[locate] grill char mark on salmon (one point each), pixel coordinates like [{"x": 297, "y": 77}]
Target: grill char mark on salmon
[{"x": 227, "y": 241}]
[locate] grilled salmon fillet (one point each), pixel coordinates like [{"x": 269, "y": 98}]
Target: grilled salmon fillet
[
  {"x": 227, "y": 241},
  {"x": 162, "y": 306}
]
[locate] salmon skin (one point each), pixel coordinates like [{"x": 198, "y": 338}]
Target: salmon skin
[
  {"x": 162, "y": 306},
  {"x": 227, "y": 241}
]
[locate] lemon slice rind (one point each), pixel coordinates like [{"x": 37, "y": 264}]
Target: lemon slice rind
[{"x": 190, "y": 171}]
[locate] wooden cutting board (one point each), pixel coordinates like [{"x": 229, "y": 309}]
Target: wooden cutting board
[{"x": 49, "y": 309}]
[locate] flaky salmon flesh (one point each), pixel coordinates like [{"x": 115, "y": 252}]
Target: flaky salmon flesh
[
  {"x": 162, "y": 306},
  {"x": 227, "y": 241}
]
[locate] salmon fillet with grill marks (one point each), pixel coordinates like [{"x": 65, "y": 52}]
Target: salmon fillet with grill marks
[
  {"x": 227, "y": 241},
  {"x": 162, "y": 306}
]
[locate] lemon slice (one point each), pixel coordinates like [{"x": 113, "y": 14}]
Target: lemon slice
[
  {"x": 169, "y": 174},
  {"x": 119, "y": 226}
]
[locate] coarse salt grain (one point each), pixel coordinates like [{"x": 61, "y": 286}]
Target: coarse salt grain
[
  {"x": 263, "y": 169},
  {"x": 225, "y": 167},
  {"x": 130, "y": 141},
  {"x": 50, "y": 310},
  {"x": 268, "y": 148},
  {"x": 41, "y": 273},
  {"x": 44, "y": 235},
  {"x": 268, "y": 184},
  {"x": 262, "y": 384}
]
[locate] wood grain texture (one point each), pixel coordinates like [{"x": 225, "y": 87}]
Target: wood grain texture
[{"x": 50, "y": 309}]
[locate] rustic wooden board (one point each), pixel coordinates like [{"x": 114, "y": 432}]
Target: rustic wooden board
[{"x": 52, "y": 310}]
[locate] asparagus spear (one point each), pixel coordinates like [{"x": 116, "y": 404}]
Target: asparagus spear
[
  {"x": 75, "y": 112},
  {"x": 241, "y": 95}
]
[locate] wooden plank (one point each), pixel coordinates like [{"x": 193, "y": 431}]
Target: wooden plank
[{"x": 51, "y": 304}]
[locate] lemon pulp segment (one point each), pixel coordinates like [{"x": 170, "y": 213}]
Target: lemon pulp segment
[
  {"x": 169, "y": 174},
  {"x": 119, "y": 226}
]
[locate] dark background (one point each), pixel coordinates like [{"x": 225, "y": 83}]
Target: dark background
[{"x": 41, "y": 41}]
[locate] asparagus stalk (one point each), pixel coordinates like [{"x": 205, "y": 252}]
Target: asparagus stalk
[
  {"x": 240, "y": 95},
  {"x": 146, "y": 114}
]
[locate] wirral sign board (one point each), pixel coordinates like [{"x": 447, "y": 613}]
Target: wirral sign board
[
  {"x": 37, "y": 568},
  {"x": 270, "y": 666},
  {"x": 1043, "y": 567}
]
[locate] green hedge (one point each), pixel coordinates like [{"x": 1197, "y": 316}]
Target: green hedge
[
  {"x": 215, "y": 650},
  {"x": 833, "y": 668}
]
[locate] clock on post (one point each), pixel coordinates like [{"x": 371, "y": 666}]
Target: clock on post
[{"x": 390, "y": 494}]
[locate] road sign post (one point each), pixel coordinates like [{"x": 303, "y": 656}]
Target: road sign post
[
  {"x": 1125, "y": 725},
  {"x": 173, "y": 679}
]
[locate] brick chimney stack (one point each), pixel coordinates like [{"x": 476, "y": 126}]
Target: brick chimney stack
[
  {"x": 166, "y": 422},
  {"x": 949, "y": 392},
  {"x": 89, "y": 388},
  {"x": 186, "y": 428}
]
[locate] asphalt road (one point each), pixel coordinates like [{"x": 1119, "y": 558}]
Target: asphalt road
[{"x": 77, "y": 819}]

▸ **任务说明**
请将数据中自包含“[locate] asphalt road”的一行起、至数据末尾止的各行（首尾均含）改写一遍，把其中的“asphalt road”替换为“paved road”，其余内容一律保持不变。

▸ **完整答案**
[locate] paved road (one point each), pixel coordinates like [{"x": 1119, "y": 558}]
Target: paved road
[{"x": 77, "y": 819}]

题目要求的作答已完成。